[Stored data entries]
......

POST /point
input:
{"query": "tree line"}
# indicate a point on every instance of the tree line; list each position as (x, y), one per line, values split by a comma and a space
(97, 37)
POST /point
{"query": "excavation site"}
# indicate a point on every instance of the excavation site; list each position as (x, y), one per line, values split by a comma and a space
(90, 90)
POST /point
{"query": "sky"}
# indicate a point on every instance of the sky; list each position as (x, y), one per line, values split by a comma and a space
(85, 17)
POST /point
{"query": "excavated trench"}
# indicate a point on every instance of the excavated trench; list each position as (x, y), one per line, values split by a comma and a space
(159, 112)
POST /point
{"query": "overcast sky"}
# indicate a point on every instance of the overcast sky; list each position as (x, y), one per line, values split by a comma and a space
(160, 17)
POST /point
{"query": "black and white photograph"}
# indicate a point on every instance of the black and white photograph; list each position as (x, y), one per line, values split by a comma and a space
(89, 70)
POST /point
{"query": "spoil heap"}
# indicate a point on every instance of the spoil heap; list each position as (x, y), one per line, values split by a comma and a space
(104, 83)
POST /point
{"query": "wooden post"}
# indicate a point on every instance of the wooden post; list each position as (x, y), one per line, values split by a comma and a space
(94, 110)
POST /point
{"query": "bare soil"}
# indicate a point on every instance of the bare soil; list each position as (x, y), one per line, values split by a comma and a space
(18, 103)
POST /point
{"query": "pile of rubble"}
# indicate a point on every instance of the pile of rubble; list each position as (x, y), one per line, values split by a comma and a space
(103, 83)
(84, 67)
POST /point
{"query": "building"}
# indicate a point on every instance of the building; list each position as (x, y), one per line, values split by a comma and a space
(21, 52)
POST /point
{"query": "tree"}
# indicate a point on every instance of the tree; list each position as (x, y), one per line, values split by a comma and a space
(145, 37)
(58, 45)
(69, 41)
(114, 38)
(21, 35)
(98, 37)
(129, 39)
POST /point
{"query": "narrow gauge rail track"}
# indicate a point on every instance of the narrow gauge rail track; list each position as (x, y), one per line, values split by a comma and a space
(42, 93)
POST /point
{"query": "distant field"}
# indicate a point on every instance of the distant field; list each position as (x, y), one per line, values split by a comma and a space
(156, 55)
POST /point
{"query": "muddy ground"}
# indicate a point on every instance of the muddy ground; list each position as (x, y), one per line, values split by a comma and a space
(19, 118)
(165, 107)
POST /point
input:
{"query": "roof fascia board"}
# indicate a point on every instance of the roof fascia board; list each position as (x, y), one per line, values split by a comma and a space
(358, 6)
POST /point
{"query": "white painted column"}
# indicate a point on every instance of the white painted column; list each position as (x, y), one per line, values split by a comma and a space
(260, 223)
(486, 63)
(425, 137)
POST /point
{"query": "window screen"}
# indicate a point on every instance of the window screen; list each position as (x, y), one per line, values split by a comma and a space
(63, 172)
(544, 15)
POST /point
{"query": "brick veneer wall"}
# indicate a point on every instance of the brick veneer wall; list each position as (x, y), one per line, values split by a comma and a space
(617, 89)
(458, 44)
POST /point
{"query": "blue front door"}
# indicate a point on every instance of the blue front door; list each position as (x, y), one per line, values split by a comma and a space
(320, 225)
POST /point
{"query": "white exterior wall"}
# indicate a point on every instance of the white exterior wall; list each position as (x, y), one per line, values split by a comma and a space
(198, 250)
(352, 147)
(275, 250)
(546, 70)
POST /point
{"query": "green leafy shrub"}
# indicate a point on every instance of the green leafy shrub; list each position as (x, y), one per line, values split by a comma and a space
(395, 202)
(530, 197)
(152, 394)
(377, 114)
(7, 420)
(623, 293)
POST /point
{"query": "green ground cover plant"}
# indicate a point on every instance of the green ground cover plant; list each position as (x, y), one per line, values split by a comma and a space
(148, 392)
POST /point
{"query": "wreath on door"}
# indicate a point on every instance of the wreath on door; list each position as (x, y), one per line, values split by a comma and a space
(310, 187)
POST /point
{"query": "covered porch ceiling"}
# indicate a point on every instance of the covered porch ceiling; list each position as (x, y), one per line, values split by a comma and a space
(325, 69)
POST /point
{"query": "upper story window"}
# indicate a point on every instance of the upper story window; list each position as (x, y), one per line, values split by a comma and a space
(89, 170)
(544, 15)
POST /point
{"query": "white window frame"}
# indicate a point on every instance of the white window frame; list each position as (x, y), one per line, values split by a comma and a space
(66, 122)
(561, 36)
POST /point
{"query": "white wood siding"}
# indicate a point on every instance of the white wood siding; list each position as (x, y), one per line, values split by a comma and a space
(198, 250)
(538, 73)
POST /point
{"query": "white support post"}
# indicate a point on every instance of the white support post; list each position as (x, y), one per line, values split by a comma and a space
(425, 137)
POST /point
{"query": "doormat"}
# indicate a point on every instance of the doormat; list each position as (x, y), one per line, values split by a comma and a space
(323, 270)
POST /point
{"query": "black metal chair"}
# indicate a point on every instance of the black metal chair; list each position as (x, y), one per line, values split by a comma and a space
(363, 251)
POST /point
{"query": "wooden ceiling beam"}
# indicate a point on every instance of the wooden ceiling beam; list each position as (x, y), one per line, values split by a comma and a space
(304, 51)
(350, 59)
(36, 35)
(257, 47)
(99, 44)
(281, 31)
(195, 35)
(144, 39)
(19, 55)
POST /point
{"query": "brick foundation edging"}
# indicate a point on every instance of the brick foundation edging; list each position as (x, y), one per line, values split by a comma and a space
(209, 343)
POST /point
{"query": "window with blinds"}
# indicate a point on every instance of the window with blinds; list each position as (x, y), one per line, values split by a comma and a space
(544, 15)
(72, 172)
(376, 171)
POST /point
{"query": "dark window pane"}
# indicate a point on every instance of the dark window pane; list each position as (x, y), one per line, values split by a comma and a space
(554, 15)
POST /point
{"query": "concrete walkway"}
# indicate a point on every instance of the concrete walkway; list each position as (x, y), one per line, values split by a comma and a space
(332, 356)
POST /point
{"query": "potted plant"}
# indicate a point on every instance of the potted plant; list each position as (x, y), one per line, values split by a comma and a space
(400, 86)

......

◆ **Exercise aim**: Copy every line of the data above exactly.

◆ **Response box**:
POST /point
input:
{"query": "tree line"}
# indicate a point on every instance of the tree line; list each position as (x, y), one per line, values split by a comma and a space
(97, 37)
POST /point
{"query": "excavation site"}
# indicate a point on every instance of the excavation site; list each position as (x, y), one per line, values split by a comma and a space
(90, 90)
POST /point
{"query": "sky"}
# indicate a point on every instance of the sky; list each position as (x, y), one per line, values split by a comma and a space
(85, 17)
POST /point
{"query": "excavated trench"}
# indicate a point on every instance of the excavated trench; list each position as (x, y), one per line, values split by a comma and a space
(159, 112)
POST /point
{"query": "overcast sky"}
# indicate a point on every instance of the overcast sky; list each position as (x, y), one per line, values split by a comma and a space
(160, 17)
POST /point
{"query": "black and white photograph"}
# indicate a point on every instance of the black and white photograph; list each position as (x, y), one per line, values split by a comma and a space
(89, 70)
POST /point
{"query": "spoil heap"}
# indicate a point on every instance of the spoil heap; list each position as (x, y), one per line, values split by a comma and a space
(104, 83)
POST /point
{"query": "wooden post"}
# indicate a point on every instance of the wooden post; list each position as (x, y), one per line, values split by a comma and a space
(94, 110)
POST /point
{"query": "bare soil"}
# indicate a point on every instance of the bare soil; list each position as (x, y), one per line, values split by a comma and a space
(18, 103)
POST /point
{"query": "pile of rubble"}
# indicate a point on every instance of the pile of rubble; list each position as (x, y), one per line, values split by a comma and a space
(103, 83)
(84, 67)
POST /point
{"query": "building"}
# indicate a point on every instance of the building; list each position as (x, y), one per line, values split by a comma and a space
(21, 52)
POST /point
{"query": "tree"}
# indicate a point on every instance of the tree; list each position as (x, y), one per line, values split by a comma and a space
(145, 37)
(58, 45)
(69, 41)
(114, 38)
(21, 35)
(98, 37)
(129, 39)
POST /point
{"query": "narrow gauge rail track"}
# indicate a point on every instance of the narrow gauge rail track; list each position as (x, y), one per line, values split by a comma and a space
(42, 93)
POST /point
{"query": "distant field"}
# indicate a point on every instance of the distant field; list each position as (x, y), one per line, values split by a comma and a space
(156, 55)
POST /point
{"query": "muddy ground"}
# indicate a point on every instance of the muddy ground; list each position as (x, y), one per line, values split by a comma and a space
(19, 118)
(165, 107)
POST /point
input:
{"query": "roof fascia board"}
# indicate a point on every instance of the roof fascia board; list each position as (x, y), one per line, values split by a comma and a space
(358, 6)
POST /point
{"query": "white painted column"}
# indicate a point on every instance of the white painted column; list each position as (x, y), one per line, values split by a comma and a space
(260, 223)
(486, 63)
(425, 137)
POST /point
{"query": "window screen"}
# indicate a point on every instance of the window screen; list each position as (x, y), one per line, values split by a comma and a space
(63, 172)
(544, 15)
POST /point
{"query": "brick veneer wall"}
# indicate a point on every instance of the brick veneer wall; list each position as (x, y), one per line, values split by a comma and a space
(617, 89)
(458, 44)
POST /point
{"query": "blue front door"}
# indicate a point on every instance of the blue front door; list each position as (x, y), one per line, values split by a comma and a space
(320, 225)
POST /point
{"query": "white exterior wall"}
# indicate a point on every instance of the white exterior wall; list each position as (x, y), one per line, values split by a comma and a space
(198, 250)
(352, 147)
(275, 250)
(546, 70)
POST /point
{"query": "green leafy shrub"}
# indicate a point on every instance of the green leafy shrub; list each position as (x, y), one per line, values split by a comma and a space
(395, 202)
(530, 197)
(152, 394)
(377, 114)
(7, 420)
(623, 293)
POST /point
{"query": "green ground cover plant"}
# indicate a point on every instance of the green ground cover plant; list each position as (x, y), one per line, values split by a comma and a space
(148, 392)
POST /point
{"query": "wreath on door"}
# indicate a point on every instance of the wreath on door; list each position as (x, y), one per line, values split by a comma and a space
(310, 187)
POST /point
{"query": "covered porch ceiling"}
# indicate a point on every instance of the covered porch ceiling; list each position as (x, y), one per line, values split by a comma and a space
(325, 69)
POST /point
{"query": "upper story window"}
# indicate a point on every instance of the upper story window; list each position as (x, y), one per line, values split by a comma and a space
(89, 170)
(544, 15)
POST /point
{"query": "white window frame"}
# indicate a point on every instance of the white window frame; list each position as (x, y), one per line, values split by a comma and a space
(66, 122)
(561, 36)
POST /point
{"query": "white wood siding"}
# indicate a point on every instance of the white wood siding; list each position as (x, y), one per line, values split by a comma and a space
(198, 250)
(538, 73)
POST /point
{"query": "white support post"}
# indicate a point on every instance of the white support post; list each position as (x, y), one per line, values split by a comma and a space
(425, 137)
POST /point
{"query": "doormat"}
# indicate a point on every instance of the doormat; list each position as (x, y), one per line, values split by a comma and a space
(323, 270)
POST /point
{"query": "black metal chair"}
# indicate a point on every instance of the black metal chair; list each position as (x, y), one per line, values split by a comma and a space
(363, 251)
POST /point
{"query": "wooden ceiling beam"}
# indicate a point on every instance of the wooden ceiling beam; list each position as (x, y), one per line, values split by a comma and a space
(304, 51)
(350, 59)
(36, 35)
(257, 47)
(99, 44)
(281, 31)
(195, 35)
(144, 39)
(19, 55)
POST /point
{"query": "brick foundation edging"}
# indicate a point on every instance of the brick foundation edging; list each position as (x, y), one per line, values split by a comma and a space
(209, 343)
POST /point
{"query": "window with blinds"}
# indicate a point on every instance of the window with blinds; list each position as (x, y), one per line, values split by a comma and a space
(544, 15)
(72, 172)
(376, 171)
POST /point
{"query": "dark window pane"}
# indicate a point on every instance of the dark window pane; list each position as (x, y), one per line, values split by a comma and a space
(554, 15)
POST /point
{"query": "concrete walkway"}
# indicate a point on every instance of the concrete walkway; list each position as (x, y), one per line, values split by a comma and a space
(332, 356)
POST /point
{"query": "potted plant"}
# indicate a point on every instance of the potted plant; list each position as (x, y), one per line, values split by a comma and a space
(400, 86)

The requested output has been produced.